**Extract to read:**
Post-Mortem of 22 Silent Failures Reveals Why LLM Agents Deceive

A post-mortem analysis of a production personal-assistant agent runtime, involving 40 scheduled jobs, 8 LLM providers, 4,286 unit tests, and 827 governance checks, has identified 22 silent failures over an eight-week period, with one recurring meta-pattern appearing 28 times. The study, based on a system in continuous production since March 2026, reveals that the most damaging failures do not raise exceptions but instead degrade into fluent, plausible narratives delivered directly to the user.

The arXiv paper categorizes failures into five mechanism-oriented classes. Class D, "chained hallucination and fabrication," is particularly endemic to LLM agents and poses the greatest operational risk: when the runtime encounters an error, the model rewrites it into a coherent but false completion, resulting in the user receiving a convincingly wrong result. This phenomenon is termed "fail-plausible," where the observer is not only blind but actively deceived by the failure signal itself. Other factors include environment and platform quirks, design-assumption mismatches, error swallowing and dilution within the tool-governance proxy, and forensic blind spots in the knowledge-base memory plane.

Operationally, the data challenges conventional quality assurance methods. Approximately 70% of silent failures were detected by human user observation, not by automated tests or audits. A retrospective review of 15 incidents showed 0% ex-ante prevention and 87% regression blocking, supporting the authors' claim that audits function as regression engines rather than prediction engines. Incident latency ranged from 13 hours to 60 days, with the longest-lived failures occurring at the seams between the tool proxy, memory plane, and LLM providers—"where no test runs." Code complexity was not a predictor; boundary surface area was.

The stack itself is revealing. Eight LLM backends create multiple handoff surfaces between the tool-governance proxy, the knowledge-base memory plane, and the generation layer, increasing the likelihood of errors being swallowed or rewritten before reaching a human. Supporting research across 100,000 production agent interactions and 40,000 controlled trials models this as entropic decay: disorder accumulates monotonically with interaction rounds, and silent failure is a thermodynamic constraint to be governed, not a bug class to be patched. This research proposes a Physical Integrity Gate engine and an Agent Delivery Engineering protocol as deterministic countermeasures.

**Extracted records:**
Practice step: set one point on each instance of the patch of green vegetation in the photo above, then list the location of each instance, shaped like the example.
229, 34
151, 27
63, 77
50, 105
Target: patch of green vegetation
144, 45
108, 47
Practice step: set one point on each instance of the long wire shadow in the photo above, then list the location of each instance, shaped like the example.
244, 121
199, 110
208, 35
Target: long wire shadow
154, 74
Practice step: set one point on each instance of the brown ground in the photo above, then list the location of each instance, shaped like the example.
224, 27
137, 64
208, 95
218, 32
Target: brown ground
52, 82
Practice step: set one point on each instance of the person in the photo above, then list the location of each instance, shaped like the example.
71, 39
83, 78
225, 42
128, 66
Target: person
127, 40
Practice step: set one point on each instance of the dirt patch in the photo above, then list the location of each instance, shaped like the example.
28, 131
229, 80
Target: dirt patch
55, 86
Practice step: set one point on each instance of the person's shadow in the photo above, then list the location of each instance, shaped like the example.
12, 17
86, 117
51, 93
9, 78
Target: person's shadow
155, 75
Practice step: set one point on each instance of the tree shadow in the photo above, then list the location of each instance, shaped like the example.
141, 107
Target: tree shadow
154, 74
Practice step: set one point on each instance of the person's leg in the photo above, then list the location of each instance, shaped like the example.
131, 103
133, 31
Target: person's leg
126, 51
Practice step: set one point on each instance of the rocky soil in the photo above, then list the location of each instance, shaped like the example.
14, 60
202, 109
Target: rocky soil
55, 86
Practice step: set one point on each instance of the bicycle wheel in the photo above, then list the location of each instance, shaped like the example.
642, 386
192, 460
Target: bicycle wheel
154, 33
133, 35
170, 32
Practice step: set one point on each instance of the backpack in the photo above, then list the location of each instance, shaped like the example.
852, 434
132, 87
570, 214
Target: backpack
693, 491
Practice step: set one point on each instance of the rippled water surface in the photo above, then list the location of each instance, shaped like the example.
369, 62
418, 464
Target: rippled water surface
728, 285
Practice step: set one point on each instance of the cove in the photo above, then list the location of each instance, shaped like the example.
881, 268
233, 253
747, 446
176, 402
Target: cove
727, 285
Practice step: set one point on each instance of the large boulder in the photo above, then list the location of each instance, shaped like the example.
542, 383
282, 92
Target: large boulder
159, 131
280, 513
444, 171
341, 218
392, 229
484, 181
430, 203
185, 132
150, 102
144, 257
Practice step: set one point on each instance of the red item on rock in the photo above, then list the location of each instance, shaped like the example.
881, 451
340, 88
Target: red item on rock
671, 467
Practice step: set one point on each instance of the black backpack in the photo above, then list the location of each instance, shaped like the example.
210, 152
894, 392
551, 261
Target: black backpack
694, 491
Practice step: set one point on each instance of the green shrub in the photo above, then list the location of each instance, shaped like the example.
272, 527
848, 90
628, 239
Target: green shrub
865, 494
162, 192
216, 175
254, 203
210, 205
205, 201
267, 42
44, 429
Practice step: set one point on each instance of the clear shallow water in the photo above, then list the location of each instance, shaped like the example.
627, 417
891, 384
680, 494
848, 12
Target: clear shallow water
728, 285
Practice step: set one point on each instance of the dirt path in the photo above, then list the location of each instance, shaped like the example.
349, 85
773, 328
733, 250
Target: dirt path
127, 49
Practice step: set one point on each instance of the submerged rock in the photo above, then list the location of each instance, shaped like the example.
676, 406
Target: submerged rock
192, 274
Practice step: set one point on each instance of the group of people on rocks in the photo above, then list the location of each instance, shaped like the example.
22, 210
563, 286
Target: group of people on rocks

**List of tasks:**
1. Using the silent-failure post-mortem, explain what evidence supports the authors' claim that audits work as regression engines rather than prediction engines. Keep it to one to three sentences.
2. Quote the silent-failure post-mortem from "A post-mortem analysis" up to and including "to the user.".

**Task-by-task results:**
1. A retrospective review of 15 incidents found 0% ex-ante prevention and 87% regression blocking. The audits stopped no failures in advance but blocked most regressions.

2.
A post-mortem analysis of a production personal-assistant agent runtime, involving 40 scheduled jobs, 8 LLM providers, 4,286 unit tests, and 827 governance checks, has identified 22 silent failures over an eight-week period, with one recurring meta-pattern appearing 28 times. The study, based on a system in continuous production since March 2026, reveals that the most damaging failures do not raise exceptions but instead degrade into fluent, plausible narratives delivered directly to the user.